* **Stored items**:
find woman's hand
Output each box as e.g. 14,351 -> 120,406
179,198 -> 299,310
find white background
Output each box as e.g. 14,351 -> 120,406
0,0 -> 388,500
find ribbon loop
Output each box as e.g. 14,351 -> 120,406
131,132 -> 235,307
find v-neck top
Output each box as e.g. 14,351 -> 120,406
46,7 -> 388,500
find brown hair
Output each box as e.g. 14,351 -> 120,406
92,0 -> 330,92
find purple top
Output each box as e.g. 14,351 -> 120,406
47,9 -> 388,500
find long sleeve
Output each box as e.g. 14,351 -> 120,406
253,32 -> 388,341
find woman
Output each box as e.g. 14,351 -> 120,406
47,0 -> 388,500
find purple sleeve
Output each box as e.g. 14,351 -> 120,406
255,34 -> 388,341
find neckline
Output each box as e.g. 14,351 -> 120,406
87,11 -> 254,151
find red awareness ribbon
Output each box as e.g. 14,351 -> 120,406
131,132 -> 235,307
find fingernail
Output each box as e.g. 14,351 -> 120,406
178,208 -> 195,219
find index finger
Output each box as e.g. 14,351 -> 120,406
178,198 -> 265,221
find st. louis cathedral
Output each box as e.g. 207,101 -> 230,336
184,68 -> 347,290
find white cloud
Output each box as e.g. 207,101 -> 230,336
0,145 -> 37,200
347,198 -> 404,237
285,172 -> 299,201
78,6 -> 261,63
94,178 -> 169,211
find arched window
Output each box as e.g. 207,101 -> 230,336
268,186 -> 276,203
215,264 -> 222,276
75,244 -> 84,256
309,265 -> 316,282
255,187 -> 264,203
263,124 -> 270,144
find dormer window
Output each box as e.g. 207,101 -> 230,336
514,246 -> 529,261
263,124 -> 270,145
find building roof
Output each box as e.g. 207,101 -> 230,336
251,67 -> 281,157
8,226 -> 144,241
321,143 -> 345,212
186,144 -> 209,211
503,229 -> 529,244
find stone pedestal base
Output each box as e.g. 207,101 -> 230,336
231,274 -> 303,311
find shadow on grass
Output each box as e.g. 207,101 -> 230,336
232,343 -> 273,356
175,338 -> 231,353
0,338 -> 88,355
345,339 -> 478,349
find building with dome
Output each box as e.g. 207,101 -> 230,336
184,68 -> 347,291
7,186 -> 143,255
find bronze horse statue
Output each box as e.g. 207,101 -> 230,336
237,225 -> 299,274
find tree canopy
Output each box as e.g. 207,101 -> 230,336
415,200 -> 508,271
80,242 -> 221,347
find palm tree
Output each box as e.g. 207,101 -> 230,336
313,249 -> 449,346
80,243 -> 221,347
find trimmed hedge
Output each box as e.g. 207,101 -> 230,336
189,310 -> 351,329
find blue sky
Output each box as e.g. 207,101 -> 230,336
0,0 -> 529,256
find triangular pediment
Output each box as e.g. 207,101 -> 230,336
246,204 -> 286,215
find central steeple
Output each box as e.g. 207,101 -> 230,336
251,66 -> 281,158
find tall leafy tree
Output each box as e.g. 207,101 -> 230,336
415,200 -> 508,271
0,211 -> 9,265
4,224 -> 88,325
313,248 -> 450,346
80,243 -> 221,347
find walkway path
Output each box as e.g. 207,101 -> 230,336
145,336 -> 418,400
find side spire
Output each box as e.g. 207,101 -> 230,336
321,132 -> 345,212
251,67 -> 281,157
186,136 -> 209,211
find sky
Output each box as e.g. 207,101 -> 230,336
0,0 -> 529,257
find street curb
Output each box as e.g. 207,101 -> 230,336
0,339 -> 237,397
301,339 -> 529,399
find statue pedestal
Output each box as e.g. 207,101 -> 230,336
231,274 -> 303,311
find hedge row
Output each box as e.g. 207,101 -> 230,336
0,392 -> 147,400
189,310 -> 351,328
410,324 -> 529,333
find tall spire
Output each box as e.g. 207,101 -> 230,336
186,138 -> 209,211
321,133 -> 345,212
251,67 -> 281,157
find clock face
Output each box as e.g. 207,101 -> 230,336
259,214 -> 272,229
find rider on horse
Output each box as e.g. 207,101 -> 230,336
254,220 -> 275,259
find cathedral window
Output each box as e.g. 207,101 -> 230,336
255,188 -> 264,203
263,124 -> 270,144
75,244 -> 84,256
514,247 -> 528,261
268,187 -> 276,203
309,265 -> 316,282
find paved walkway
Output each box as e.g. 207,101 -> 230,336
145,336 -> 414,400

* **What the task asks**: Rewrite the items from the start up to and including the line containing "47,9 -> 388,500", replacing "brown hair" with "dark hair" and keeping everything else the same.

* **Final answer**:
find woman's hand
Output each box as e.g. 14,351 -> 120,406
179,198 -> 299,310
find white background
Output each box as e.g. 14,351 -> 120,406
0,0 -> 388,500
find ribbon loop
Output each box as e.g. 14,351 -> 120,406
131,132 -> 235,307
find v-neck top
Output each box as e.g. 14,351 -> 120,406
46,7 -> 388,500
find dark hair
Output each box as e.g. 14,351 -> 120,406
92,0 -> 330,92
find purple top
Output each box as e.g. 14,351 -> 120,406
47,9 -> 388,500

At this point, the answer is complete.